Exercise directions: In the lines below, look for "collar". Copy each line where it appears.

Excerpted data:
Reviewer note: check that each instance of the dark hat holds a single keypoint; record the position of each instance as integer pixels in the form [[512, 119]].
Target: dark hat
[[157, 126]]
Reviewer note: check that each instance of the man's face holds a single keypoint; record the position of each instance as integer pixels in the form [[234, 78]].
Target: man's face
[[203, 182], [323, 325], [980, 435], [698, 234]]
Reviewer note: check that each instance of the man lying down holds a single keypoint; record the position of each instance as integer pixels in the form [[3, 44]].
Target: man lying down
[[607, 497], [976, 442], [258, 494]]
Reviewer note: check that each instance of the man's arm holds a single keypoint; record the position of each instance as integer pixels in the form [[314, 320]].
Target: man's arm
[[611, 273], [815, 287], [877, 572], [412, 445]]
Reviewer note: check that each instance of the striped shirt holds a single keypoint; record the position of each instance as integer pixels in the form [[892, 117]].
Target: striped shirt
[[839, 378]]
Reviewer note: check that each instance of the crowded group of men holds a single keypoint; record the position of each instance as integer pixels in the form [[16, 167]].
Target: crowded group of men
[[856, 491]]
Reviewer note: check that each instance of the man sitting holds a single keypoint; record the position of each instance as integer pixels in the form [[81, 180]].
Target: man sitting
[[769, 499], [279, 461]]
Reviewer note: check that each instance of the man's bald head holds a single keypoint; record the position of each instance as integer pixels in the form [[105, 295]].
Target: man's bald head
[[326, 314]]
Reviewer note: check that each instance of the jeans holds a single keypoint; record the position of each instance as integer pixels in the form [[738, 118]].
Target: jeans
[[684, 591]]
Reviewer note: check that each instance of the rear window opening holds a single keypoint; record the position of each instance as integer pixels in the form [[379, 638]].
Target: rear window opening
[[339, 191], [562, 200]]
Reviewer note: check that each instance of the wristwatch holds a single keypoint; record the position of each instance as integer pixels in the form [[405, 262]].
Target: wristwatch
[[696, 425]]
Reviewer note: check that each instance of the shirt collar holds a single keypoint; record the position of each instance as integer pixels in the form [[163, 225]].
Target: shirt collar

Exercise answer:
Reviewer note: check that each instance of the shirt collar holds a single keypoint; record the position of each instance as integer pixels in the form [[163, 225]].
Target: shirt collar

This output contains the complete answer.